FAKEBOOK: a era do vazio.
Estive durante um longo tempo na lista dos maiores carentes da província. Foram quase 10 anos de terapia com um sujeito chamado “Fausto” para preencher comigo mesmo um pedaço do vazio existencial. Nada é por acaso. Dr. Fausto foi a primeira pessoa a falar de autores definitivos à minha formação, tais como Martin Heidegger, Norbert Elias e Contardo Caligaris. Aliás, meu orientador de mestrado, o “pai-de-todos”, Ernildo Stein, foi orientador de Fausto na especialização em psicanálise da Unisinos. 

Enfim, perdi o posto dos primeiros lugares em vazio. O facebook posta diariamente essa confirmação para mim. É impressionante a necessidade que as pessoas têm de postarem o que estão fazendo. De publicizarem aquilo que estão vivenciando, mesmo que não seja algo engraçado, debochado, inusitado ou interessante para os outros. Dou esse desconto, ou seja, se a pessoa está caminhando na Rua da Praia e tropeça com Chico Buarque, então acho justo e digno que ela não só fotografe e poste, como também faça um tratado sobre a emoção desse encontro. Todos temos em nosso feed de notícias sujeitos com uma imensa necessidade de dividir até as suas agruras no banheiro. Por exemplo, postar como uma conhecida postou (por telefone), “em Paris, tudo ótimo!”, é digno de um tratado sobre a indigência existencial. Esse caso é simbólico para o relato. Fico pensando, se eu estivesse em Paris, então de onde brotaria a necessidade de avisar os outros que lá estou? Será que estar em Paris (para nós provincianos e terceiro-mundistas) não é suficiente para nos sentirmos plenos? Será necessário que os outros saibam que estamos em Paris para que a nossa viagem seja mais feliz? Temos que aprender a viajar conosco mesmos. Física e espiritualmente. Só assim seremos livres de verdade. Talvez essa carência seja fruto de tanta relação fake no horizonte das amizades cotidianas. Isto é, vazio por dentro e por fora. Devemos nos emancipar subjetivamente para ser autênticos sujeitos de desejos. Entretanto, preencher de si mesmo o vazio existencial é como a leitura, a natação, a yoga, ou seja, experiências que implicam recolhimento e solidão. Temos a tarefa de sermos nós mesmos. Ou seguir nos afirmando na dependência do mural dos outros.

REQUISITOS DA TAREFA >> Atualize o trecho do texto sobre o Facebook que vai de “FAKEBOOK: a era” até “psicanálise da Unisinos.”, trocando “Fausto” por “Otávio”. Os dados são um material à parte, independente do texto sobre o Facebook.

Dados armazenados
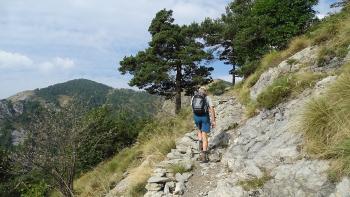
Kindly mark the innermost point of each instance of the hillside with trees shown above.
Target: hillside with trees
(66, 129)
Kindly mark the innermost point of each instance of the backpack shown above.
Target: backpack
(199, 104)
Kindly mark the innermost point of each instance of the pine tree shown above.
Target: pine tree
(173, 61)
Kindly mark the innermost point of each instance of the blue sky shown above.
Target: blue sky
(45, 42)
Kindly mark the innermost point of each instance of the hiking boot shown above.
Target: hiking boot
(206, 156)
(202, 157)
(200, 145)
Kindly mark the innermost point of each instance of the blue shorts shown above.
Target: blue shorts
(202, 122)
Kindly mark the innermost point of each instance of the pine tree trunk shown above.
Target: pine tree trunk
(178, 90)
(233, 76)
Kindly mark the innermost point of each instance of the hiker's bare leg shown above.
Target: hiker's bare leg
(199, 134)
(205, 141)
(200, 142)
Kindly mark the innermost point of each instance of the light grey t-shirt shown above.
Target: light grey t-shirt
(208, 100)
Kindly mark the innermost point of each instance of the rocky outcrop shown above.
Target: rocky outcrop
(269, 145)
(305, 57)
(264, 148)
(164, 182)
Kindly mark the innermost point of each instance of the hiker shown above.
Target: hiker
(204, 118)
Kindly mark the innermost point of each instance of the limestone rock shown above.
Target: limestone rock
(183, 177)
(154, 194)
(154, 186)
(225, 189)
(154, 179)
(342, 189)
(180, 188)
(306, 56)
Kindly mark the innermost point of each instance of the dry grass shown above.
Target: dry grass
(285, 87)
(155, 141)
(255, 183)
(326, 124)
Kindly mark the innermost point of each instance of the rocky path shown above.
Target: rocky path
(258, 157)
(202, 177)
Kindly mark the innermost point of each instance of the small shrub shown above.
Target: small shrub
(295, 46)
(277, 92)
(324, 56)
(218, 88)
(138, 189)
(325, 33)
(292, 61)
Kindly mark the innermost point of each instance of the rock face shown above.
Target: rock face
(265, 147)
(306, 56)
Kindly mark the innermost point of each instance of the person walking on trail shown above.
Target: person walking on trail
(204, 119)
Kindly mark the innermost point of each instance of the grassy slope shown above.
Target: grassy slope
(333, 35)
(325, 120)
(155, 141)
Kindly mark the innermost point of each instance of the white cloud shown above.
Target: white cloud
(10, 60)
(19, 62)
(56, 63)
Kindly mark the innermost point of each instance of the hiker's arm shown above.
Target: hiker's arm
(212, 116)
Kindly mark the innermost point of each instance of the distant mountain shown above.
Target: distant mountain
(16, 111)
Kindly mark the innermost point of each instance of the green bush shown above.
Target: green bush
(285, 86)
(218, 88)
(326, 126)
(138, 190)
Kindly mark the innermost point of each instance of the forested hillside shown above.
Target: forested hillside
(96, 119)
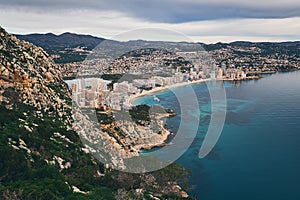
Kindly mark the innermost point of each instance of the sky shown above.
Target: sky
(208, 21)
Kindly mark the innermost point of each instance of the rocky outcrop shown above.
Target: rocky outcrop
(33, 75)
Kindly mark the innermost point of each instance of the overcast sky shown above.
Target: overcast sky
(207, 21)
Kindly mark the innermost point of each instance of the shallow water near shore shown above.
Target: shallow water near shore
(258, 153)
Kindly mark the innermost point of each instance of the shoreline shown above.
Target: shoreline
(134, 97)
(167, 133)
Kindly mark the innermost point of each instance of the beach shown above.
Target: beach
(132, 98)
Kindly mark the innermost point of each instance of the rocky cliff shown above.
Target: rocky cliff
(41, 156)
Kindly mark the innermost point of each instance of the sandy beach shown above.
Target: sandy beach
(132, 98)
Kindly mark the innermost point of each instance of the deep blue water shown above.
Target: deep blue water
(258, 153)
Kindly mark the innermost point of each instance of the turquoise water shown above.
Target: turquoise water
(258, 153)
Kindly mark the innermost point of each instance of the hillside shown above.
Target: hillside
(41, 156)
(64, 48)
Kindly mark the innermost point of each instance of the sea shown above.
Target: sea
(258, 153)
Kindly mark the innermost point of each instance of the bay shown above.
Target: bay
(258, 153)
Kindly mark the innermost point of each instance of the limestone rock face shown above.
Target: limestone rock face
(31, 72)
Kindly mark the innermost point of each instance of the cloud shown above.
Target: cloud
(110, 23)
(169, 11)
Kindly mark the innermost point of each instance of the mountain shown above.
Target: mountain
(64, 48)
(65, 40)
(41, 154)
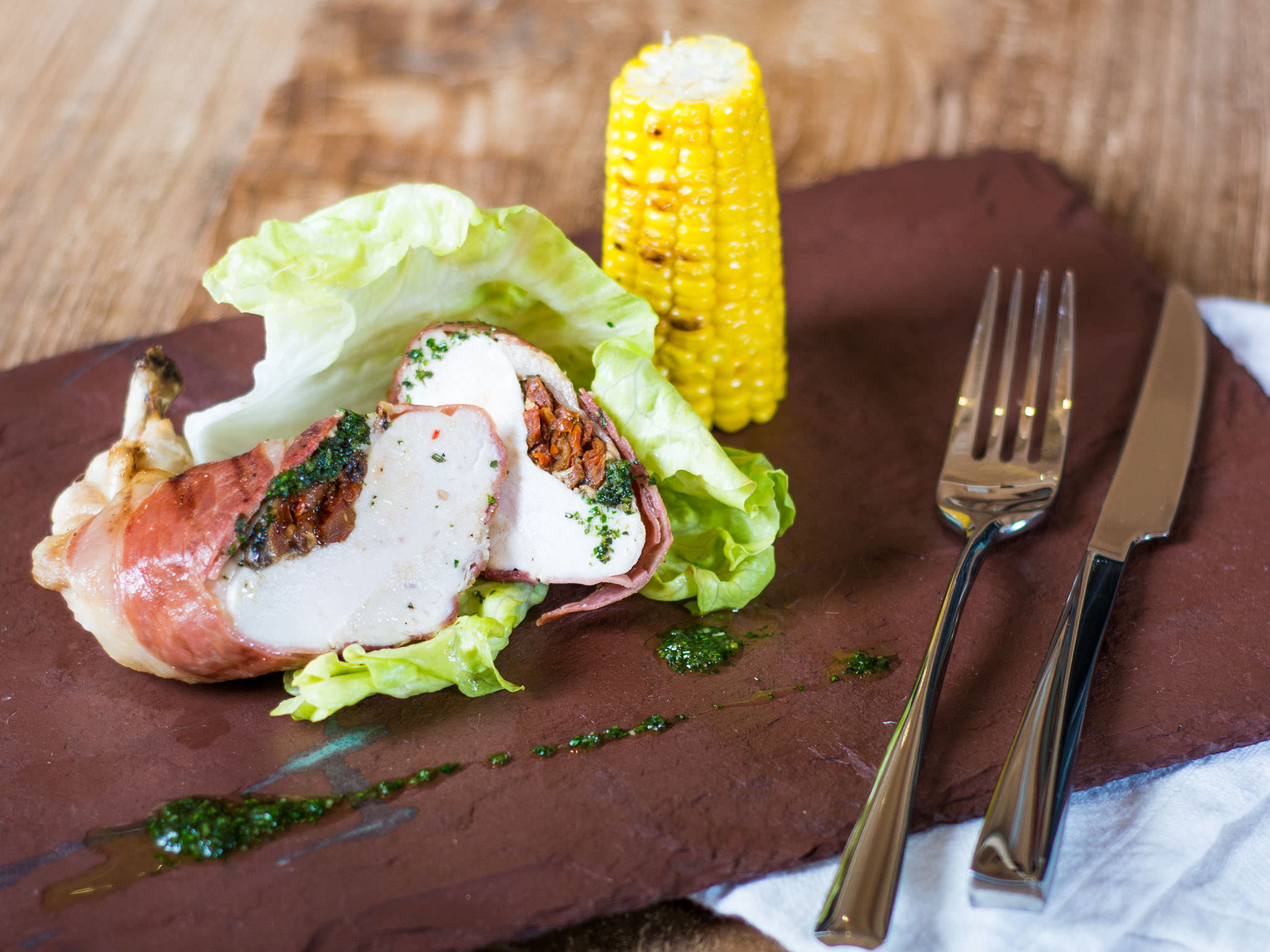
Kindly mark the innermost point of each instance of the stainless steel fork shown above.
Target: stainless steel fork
(987, 499)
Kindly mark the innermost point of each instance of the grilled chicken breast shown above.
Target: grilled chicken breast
(577, 506)
(360, 530)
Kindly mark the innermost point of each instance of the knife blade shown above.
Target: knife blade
(1014, 858)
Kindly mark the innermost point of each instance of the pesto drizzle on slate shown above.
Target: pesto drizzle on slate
(862, 664)
(213, 828)
(698, 648)
(338, 462)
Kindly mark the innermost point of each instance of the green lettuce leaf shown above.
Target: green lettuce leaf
(723, 556)
(461, 654)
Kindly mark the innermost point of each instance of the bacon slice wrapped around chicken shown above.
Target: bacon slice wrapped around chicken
(360, 530)
(577, 506)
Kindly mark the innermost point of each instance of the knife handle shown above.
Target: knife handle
(1014, 860)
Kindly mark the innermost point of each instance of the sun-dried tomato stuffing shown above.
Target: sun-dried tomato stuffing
(562, 441)
(296, 522)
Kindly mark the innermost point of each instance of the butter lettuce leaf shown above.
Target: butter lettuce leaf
(342, 294)
(461, 655)
(723, 556)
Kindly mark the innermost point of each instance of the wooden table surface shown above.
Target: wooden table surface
(138, 139)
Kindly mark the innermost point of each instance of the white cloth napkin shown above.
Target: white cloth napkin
(1171, 860)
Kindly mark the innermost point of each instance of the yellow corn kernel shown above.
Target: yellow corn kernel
(693, 222)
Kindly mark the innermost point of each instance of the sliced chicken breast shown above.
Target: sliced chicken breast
(577, 507)
(360, 530)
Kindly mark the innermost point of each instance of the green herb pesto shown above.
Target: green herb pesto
(596, 524)
(616, 492)
(352, 437)
(588, 742)
(863, 664)
(213, 828)
(698, 648)
(653, 723)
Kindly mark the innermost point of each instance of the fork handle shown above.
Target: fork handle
(1013, 864)
(858, 909)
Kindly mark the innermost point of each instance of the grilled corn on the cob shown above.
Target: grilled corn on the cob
(691, 222)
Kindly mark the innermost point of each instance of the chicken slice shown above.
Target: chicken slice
(577, 507)
(356, 531)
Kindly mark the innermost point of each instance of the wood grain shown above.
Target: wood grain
(121, 129)
(124, 125)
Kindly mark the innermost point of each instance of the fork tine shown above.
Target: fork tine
(1001, 405)
(1036, 349)
(971, 398)
(1055, 447)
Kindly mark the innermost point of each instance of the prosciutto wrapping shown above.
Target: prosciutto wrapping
(577, 506)
(360, 530)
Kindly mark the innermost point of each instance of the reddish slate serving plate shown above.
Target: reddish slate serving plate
(884, 276)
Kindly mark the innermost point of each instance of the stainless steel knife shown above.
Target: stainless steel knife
(1014, 860)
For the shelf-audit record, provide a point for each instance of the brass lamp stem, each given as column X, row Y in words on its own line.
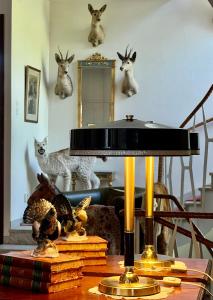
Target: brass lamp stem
column 149, row 164
column 129, row 205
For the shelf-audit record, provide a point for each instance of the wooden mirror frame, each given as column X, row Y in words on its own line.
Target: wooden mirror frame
column 96, row 60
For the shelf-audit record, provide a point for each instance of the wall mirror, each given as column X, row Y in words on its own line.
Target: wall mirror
column 96, row 90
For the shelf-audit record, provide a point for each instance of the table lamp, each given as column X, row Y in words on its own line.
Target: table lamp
column 130, row 138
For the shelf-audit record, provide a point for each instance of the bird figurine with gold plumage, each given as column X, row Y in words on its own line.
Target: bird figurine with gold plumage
column 45, row 228
column 73, row 219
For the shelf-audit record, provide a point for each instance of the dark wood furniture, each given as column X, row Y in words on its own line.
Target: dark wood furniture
column 185, row 292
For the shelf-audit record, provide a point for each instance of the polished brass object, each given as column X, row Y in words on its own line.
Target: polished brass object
column 96, row 90
column 129, row 205
column 129, row 283
column 150, row 260
column 143, row 287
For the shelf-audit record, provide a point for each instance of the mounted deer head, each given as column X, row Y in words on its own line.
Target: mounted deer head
column 96, row 35
column 129, row 84
column 64, row 86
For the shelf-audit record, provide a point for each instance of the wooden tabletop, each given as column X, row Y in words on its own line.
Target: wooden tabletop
column 93, row 275
column 113, row 268
column 185, row 292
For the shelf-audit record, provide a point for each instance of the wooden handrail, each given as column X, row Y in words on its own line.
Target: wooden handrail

RESPOSTA ESPERADA >>
FAKEBOOK: a era do vazio.
Estive durante um longo tempo na lista dos maiores carentes da província. Foram quase 10 anos de terapia com um sujeito chamado “Otávio” para preencher comigo mesmo um pedaço do vazio existencial. Nada é por acaso. Dr. Otávio foi a primeira pessoa a falar de autores definitivos à minha formação, tais como Martin Heidegger, Norbert Elias e Contardo Caligaris. Aliás, meu orientador de mestrado, o “pai-de-todos”, Ernildo Stein, foi orientador de Otávio na especialização em psicanálise da Unisinos.